Zadanie do wykonania:
Przekształć akapit tekstu o pogrzebie w Bohonikach, który zaczyna się od słów „Za organizację pogrzebu”, w krótką listę punktów. Zachowaj jego główne fakty.

Tekst źródłowy:
Ciężarna migrantka poroniła w polskim szpitalu. We wtorek odbył się pogrzeb 27-tygodniowego chłopca. Trumnę złożono w Bohonikach, w cmentarzu muzułmańskim. Ceremonię poprowadził lokalny imam, Aleksander Ali Bazarewicz.
Jak podaje Onet, migrantka po poronieniu wciąż przebywa w szpitalu, gdzie walczy o swoje zdrowie i życie. Jej stan określono jako krytyczny. Iracka rodzina została odnaleziona dwa tygodnie temu w polskim lesie.
Ciężarną wówczas kobietę przewieziono do szpitala w Hajnówce. Pozostałą piątka dzieci wraz z mężem pacjentki przetransportowano do ośrodka Fundacji Dialog w Białymstoku. Matka nie mogła wziąć udziału w ceremonii.
Bohoniki. Ciężarna kobieta poroniła w szpitalu
Za organizację pogrzebu odpowiadała podlaska społeczność muzułmańska. Trumnę przewieziono na Cmentarz Muzułmańskiej Gminy Wyznaniowej w Bohonikach, gdzie modlitwy prowadził imam Aleksander Ali Bazarewicz.

Przekazany materiał:

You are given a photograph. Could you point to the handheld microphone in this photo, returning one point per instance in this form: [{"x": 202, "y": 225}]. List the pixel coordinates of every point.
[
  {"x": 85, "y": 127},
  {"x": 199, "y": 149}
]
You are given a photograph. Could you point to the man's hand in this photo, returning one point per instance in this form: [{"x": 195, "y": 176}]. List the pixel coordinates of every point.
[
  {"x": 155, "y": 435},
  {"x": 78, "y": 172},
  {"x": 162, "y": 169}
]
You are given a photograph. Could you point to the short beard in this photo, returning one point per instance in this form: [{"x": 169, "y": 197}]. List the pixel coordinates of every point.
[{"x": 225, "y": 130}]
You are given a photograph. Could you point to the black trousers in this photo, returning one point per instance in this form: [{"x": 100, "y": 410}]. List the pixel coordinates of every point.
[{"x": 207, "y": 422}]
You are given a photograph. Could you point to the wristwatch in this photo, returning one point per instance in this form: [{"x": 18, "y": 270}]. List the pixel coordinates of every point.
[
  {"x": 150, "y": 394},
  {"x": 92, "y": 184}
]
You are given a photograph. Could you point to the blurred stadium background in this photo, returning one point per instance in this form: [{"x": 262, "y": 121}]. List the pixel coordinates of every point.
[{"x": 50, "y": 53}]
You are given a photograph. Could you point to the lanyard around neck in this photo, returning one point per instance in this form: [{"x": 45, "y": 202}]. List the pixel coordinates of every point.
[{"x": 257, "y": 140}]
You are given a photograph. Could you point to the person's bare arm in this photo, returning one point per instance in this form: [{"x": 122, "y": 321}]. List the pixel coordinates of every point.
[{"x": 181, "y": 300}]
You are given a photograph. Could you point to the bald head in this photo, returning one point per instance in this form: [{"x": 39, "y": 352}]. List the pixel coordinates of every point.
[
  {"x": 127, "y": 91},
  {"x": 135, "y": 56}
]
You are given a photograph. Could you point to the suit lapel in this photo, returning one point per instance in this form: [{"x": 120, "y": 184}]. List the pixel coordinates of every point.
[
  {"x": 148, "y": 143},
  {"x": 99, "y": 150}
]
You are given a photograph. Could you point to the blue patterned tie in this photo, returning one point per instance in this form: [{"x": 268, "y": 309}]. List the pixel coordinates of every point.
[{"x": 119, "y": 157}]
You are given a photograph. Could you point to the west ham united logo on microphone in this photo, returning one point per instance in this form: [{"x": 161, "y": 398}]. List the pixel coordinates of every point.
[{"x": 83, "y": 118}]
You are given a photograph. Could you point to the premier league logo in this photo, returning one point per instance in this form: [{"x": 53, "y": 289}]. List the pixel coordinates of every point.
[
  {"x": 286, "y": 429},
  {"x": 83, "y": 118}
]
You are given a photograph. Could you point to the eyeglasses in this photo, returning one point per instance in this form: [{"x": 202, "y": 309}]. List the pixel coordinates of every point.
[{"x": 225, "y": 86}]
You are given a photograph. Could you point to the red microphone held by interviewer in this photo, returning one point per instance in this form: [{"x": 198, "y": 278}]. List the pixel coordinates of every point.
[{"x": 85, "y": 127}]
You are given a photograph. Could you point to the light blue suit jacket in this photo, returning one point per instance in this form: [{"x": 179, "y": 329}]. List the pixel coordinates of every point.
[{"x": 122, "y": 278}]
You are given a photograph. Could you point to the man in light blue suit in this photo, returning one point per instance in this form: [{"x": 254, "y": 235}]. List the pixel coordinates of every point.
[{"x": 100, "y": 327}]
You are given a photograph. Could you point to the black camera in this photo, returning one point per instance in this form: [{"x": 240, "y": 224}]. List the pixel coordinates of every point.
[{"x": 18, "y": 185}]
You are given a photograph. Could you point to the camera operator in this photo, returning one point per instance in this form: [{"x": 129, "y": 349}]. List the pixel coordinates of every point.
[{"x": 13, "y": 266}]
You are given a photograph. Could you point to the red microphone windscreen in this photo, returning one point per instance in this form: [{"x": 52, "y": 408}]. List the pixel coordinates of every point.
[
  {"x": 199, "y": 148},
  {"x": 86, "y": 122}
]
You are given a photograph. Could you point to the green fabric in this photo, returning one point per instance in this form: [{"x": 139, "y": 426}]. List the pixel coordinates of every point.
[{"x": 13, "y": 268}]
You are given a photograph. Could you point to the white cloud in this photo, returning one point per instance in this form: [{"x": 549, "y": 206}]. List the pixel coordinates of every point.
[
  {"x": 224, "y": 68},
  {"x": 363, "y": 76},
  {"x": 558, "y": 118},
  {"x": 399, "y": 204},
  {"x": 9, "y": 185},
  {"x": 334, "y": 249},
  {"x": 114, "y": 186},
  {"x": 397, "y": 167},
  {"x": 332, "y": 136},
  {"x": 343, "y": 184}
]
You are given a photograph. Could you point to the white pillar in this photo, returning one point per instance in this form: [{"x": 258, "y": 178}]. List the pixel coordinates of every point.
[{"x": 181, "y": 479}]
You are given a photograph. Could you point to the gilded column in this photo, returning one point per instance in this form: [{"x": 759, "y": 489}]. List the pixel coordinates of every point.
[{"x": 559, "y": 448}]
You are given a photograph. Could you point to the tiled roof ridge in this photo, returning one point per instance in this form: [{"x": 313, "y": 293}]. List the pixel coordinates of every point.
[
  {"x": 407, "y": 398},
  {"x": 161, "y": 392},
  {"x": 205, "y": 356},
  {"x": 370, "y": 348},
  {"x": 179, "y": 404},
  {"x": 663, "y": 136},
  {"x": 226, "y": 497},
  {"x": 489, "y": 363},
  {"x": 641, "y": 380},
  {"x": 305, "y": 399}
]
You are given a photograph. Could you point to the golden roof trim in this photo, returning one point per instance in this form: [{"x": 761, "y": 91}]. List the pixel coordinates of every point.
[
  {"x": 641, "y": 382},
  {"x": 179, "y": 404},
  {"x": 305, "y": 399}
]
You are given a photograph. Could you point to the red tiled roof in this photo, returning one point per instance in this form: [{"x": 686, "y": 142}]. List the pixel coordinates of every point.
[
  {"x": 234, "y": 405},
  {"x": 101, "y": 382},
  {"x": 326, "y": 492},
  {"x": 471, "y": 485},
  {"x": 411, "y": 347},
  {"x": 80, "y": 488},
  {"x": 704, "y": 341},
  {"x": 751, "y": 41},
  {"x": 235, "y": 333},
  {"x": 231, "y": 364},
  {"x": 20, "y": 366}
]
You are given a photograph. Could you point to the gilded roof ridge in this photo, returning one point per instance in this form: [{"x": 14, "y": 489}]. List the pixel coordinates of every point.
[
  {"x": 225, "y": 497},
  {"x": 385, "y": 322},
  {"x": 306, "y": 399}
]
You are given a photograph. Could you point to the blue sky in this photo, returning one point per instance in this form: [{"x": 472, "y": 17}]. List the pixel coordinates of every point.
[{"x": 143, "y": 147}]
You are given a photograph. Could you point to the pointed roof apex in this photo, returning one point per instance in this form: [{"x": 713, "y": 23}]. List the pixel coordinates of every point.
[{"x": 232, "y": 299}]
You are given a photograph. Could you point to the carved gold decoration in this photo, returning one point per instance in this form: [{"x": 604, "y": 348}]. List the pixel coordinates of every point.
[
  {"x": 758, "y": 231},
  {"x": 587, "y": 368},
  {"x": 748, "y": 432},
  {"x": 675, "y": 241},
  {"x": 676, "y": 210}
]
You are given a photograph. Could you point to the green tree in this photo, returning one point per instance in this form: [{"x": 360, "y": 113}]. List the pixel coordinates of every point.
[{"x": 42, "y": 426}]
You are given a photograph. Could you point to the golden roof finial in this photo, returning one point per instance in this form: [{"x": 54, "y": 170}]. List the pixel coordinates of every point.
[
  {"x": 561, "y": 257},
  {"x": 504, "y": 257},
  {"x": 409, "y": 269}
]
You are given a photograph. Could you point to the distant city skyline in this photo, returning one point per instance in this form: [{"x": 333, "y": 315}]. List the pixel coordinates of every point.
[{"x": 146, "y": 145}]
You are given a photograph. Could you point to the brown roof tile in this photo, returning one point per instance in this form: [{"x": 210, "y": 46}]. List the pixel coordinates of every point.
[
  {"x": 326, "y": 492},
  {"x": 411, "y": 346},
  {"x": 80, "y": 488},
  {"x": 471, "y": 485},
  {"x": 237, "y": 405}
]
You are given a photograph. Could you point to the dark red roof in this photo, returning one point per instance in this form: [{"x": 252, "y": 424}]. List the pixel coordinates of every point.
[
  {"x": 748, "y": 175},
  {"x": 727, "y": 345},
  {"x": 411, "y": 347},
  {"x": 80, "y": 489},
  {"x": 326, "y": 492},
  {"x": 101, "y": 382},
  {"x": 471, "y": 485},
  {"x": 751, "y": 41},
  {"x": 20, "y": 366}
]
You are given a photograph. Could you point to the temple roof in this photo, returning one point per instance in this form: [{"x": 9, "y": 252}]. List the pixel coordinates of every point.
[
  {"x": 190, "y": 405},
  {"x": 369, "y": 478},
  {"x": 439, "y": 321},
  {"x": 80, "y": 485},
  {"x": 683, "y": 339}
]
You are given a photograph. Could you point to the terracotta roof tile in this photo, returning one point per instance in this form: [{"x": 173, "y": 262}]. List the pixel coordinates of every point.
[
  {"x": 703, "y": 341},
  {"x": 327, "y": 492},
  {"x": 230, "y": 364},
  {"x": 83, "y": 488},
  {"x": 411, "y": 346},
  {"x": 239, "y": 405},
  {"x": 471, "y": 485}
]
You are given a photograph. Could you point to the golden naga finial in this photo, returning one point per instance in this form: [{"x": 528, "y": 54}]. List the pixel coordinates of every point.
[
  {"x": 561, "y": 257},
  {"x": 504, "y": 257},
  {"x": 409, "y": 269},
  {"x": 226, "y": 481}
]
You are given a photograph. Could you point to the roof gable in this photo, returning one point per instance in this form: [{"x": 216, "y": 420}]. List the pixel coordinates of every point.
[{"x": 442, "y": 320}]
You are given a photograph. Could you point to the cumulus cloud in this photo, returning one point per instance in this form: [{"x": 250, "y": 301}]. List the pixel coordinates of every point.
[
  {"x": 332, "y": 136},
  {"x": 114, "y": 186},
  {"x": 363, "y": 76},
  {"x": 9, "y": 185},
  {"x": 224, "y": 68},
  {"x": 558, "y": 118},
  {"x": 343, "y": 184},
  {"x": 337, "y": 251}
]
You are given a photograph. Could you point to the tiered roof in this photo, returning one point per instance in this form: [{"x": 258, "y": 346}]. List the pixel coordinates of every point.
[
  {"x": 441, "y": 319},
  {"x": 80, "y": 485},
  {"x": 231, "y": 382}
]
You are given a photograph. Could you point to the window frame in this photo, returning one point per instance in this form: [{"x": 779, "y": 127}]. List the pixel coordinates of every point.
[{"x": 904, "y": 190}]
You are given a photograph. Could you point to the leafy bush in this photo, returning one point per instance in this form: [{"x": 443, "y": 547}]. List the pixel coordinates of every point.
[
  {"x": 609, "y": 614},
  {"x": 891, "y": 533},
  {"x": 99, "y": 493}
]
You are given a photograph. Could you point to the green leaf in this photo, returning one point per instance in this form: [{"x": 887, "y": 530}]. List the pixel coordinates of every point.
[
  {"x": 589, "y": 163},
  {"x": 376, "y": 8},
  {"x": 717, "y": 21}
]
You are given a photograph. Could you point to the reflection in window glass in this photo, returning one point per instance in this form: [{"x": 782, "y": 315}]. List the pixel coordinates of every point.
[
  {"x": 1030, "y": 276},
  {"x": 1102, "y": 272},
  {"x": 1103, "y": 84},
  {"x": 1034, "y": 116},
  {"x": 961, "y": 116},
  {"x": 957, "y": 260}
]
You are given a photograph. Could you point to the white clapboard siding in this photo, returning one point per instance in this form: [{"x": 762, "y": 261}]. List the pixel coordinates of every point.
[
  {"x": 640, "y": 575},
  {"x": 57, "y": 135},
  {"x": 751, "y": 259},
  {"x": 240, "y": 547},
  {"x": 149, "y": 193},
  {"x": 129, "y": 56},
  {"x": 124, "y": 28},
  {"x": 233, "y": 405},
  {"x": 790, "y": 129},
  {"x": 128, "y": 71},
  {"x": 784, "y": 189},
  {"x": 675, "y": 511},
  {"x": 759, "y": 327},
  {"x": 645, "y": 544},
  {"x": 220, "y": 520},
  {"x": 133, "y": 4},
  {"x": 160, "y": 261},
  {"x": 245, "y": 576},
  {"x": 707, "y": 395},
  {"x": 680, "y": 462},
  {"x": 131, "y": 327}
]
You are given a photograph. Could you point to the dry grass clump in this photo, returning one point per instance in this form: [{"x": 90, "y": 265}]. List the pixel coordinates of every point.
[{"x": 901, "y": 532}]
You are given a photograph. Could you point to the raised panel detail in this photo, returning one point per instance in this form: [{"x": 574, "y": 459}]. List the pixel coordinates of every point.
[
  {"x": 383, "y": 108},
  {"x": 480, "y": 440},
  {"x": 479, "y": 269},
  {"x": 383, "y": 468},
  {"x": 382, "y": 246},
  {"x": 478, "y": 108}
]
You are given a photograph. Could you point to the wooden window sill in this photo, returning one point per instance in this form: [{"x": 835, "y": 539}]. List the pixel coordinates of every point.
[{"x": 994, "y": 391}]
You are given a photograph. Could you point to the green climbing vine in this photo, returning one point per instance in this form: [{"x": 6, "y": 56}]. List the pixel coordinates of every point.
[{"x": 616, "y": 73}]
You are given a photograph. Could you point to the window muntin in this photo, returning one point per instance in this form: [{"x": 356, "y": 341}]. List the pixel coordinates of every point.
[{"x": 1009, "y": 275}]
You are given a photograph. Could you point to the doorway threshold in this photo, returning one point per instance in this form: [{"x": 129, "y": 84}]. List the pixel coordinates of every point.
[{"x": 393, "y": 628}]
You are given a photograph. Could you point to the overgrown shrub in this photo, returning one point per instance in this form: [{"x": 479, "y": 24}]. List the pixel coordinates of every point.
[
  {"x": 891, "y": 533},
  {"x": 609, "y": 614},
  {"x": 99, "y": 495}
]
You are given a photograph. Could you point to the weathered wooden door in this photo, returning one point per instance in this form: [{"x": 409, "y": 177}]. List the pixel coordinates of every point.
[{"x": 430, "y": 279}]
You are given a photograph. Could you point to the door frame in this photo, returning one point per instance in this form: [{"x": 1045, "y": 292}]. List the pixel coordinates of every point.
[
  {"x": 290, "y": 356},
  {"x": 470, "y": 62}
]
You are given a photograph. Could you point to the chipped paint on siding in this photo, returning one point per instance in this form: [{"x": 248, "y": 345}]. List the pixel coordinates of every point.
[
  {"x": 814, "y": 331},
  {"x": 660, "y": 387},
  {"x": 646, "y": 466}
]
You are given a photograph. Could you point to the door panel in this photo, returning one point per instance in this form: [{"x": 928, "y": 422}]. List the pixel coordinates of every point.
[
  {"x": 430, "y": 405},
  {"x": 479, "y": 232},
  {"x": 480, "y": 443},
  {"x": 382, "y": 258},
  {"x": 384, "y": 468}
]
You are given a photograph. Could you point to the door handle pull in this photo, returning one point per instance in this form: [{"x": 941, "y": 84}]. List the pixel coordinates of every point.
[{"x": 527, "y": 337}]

Odpowiedź do zadania:
- Pogrzeb zorganizowała podlaska społeczność muzułmańska.
- Trumnę przewieziono na Cmentarz Muzułmańskiej Gminy Wyznaniowej w Bohonikach.
- Modlitwy prowadził imam Aleksander Ali Bazarewicz.